Tasks and exercises:
A: In the campaign finance passage, what kind of credit cards did Obama's 2008 campaign let donors use?
B: Report how many lines in the rows contain the string "sleeve". Give only the number.

Text passage:
--------
In fact, some Democrats such as Rep. Jerrold Nadler, D-N.Y. are attempting to characterize their latest campaign finance meme as constituting an impeachable offense.

To claim that the payments to adult film star Stormy Daniels and Playboy playmate Karen McDougal would be impeachable offenses, one would have to ignore both the law and historical practices.

During former President Barack Obama’s 2008 campaign, some real and arguably more serious violations of campaign finance law were treated as civil matters, resulting only in penalties paid to the Federal Election Commission (FEC).

According to the Washington Post, in 2008 Obama’s campaign allowed donors to use untraceable prepaid credit cards, which are capable of being utilized to evade campaign finance restrictions. Obama’s campaign additionally failed to employ basic verification and security procedures to prevent illegal donations to the campaign.
--------
Data lines:
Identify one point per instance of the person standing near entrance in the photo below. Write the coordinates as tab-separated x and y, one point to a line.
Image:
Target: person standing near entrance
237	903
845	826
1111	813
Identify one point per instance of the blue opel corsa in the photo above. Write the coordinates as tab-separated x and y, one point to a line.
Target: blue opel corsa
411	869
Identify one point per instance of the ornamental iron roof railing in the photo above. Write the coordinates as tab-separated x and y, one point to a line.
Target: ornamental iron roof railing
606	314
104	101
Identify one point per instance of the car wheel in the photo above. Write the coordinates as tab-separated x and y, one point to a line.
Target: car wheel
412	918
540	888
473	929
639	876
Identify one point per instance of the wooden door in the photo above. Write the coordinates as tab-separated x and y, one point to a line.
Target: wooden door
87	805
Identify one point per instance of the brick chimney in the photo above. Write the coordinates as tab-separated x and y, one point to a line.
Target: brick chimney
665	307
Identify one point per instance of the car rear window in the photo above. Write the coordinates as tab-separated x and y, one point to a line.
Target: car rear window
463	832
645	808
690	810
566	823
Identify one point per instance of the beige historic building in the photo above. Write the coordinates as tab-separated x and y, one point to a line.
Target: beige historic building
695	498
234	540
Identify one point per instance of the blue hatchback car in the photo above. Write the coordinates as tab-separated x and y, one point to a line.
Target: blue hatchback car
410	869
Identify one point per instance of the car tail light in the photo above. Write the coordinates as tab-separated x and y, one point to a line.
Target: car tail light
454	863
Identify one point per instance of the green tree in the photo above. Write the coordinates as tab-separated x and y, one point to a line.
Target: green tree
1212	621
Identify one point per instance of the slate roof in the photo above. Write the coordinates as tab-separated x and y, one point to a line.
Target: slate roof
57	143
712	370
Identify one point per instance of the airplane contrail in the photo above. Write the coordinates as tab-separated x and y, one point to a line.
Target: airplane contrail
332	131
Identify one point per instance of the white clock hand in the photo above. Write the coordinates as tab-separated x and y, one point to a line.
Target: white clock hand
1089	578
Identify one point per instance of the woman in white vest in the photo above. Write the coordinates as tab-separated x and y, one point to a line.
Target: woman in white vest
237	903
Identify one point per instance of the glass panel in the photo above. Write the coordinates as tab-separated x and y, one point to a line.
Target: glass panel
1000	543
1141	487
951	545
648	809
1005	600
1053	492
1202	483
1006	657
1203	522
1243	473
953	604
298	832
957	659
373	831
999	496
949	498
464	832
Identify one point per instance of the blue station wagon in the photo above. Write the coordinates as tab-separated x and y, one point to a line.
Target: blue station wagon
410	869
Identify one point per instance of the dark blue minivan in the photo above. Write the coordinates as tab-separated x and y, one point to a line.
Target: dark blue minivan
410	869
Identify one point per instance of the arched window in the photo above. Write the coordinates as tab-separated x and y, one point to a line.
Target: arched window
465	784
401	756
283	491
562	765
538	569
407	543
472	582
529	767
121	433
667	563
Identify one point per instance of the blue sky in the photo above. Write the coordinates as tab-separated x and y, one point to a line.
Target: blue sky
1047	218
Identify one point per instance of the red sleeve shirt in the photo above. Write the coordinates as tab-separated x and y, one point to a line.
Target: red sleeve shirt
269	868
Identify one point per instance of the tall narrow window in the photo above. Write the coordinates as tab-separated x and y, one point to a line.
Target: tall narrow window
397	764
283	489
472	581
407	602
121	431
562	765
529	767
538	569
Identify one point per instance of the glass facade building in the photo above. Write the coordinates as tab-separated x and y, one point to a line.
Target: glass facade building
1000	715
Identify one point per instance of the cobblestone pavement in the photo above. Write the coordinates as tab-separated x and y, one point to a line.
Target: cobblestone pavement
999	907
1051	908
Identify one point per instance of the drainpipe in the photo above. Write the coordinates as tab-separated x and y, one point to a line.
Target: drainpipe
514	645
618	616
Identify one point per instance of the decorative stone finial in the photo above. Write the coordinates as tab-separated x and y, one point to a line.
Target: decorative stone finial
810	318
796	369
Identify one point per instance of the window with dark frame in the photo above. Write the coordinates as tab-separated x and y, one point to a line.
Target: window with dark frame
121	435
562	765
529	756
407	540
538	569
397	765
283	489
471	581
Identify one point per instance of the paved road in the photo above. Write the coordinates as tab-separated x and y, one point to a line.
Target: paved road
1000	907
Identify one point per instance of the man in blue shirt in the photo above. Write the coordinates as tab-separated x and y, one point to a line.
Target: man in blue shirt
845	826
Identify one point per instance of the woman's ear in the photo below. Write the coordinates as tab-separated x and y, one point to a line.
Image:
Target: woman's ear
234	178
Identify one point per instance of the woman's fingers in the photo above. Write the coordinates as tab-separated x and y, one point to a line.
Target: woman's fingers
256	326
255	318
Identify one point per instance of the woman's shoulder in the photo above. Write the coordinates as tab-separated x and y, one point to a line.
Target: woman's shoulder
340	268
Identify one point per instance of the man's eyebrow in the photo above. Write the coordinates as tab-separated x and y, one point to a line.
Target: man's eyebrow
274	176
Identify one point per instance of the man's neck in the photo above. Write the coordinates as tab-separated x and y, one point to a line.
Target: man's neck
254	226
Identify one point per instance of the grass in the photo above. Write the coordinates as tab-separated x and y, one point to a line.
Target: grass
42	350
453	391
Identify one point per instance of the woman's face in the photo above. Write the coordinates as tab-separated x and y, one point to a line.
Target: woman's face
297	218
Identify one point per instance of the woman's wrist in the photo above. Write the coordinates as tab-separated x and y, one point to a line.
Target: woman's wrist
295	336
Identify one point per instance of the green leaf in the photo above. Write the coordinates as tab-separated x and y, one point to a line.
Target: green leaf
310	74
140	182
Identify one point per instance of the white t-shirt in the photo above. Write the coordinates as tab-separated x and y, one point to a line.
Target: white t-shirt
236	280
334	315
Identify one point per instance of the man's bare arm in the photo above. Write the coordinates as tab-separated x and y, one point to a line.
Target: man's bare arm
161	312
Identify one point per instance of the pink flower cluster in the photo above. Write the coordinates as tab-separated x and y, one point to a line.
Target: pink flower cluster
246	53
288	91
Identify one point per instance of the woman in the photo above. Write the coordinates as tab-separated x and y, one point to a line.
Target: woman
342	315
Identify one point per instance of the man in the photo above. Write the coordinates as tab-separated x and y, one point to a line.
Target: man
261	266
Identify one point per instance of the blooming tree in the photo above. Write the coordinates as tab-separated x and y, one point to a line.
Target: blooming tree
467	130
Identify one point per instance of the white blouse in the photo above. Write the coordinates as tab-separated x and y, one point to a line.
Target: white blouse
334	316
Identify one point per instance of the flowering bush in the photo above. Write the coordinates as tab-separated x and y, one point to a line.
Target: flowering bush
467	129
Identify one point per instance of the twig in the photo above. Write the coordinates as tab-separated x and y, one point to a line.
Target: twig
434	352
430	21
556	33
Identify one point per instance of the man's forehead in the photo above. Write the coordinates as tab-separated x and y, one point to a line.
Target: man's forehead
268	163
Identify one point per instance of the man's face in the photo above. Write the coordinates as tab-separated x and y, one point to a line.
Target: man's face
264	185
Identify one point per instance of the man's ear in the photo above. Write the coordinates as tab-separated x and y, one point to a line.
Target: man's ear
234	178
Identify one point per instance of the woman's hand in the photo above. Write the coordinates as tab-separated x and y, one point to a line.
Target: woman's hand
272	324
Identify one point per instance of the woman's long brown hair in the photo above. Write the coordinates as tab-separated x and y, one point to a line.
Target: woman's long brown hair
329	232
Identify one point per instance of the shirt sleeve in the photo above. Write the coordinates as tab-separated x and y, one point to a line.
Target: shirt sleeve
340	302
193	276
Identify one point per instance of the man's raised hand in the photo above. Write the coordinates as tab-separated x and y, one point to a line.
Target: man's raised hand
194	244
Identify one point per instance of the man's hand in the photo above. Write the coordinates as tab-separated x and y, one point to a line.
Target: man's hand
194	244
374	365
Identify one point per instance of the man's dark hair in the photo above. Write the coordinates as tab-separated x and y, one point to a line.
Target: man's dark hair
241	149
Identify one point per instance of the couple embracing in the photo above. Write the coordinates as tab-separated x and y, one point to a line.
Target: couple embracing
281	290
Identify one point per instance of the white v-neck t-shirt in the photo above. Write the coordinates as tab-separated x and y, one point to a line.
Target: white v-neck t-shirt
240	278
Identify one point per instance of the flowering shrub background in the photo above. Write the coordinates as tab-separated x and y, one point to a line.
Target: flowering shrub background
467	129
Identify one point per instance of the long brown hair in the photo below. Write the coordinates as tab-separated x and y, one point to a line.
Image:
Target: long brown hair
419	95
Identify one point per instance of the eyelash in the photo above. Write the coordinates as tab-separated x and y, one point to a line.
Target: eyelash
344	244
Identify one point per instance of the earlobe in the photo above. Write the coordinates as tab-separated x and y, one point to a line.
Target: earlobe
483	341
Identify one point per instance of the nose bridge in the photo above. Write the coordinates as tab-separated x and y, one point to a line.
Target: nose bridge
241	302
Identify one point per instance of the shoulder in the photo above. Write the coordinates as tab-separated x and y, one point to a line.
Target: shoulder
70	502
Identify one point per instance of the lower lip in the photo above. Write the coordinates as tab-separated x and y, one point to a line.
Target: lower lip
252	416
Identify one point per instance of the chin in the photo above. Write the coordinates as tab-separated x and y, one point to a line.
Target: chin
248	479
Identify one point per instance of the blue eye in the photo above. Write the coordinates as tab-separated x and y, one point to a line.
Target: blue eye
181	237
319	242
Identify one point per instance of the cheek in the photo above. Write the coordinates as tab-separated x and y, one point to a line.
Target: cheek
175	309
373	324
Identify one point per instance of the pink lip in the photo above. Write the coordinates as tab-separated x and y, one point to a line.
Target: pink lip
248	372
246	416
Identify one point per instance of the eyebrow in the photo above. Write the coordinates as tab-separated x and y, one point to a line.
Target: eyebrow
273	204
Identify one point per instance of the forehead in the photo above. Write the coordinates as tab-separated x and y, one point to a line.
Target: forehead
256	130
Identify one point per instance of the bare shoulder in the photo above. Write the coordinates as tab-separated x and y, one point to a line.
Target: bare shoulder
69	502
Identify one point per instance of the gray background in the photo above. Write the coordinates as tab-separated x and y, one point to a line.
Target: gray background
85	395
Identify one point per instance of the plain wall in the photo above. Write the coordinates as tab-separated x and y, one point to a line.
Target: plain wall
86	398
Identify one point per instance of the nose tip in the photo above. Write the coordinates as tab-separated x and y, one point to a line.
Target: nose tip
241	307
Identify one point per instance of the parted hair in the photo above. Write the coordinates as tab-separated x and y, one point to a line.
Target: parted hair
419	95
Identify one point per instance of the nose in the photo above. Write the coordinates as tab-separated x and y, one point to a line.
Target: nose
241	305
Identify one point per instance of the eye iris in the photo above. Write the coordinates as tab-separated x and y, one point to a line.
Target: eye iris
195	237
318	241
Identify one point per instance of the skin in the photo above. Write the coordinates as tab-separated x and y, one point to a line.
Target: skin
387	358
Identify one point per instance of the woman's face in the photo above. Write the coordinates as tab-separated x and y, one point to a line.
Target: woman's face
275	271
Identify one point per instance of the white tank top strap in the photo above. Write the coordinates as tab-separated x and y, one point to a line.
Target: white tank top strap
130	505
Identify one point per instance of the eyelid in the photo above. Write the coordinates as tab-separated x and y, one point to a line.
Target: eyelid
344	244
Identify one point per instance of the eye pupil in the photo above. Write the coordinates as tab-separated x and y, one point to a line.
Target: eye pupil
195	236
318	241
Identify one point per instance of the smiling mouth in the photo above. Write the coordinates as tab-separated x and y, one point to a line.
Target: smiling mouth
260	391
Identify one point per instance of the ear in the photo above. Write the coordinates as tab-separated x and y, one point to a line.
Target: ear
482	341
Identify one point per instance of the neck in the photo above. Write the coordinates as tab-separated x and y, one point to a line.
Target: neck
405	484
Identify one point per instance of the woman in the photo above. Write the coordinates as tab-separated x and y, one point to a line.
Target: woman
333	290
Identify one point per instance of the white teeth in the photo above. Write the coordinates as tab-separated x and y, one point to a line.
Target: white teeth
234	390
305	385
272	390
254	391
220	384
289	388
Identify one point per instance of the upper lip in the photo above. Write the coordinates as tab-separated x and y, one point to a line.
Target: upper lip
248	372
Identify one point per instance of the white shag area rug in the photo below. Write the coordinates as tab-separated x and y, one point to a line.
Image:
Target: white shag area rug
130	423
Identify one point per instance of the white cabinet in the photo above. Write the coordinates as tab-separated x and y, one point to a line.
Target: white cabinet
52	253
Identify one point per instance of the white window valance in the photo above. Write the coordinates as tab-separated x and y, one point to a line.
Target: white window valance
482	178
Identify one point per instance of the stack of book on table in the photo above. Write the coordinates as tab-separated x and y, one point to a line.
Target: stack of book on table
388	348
--------
Solution set:
A: Untraceable prepaid credit cards.

B: 4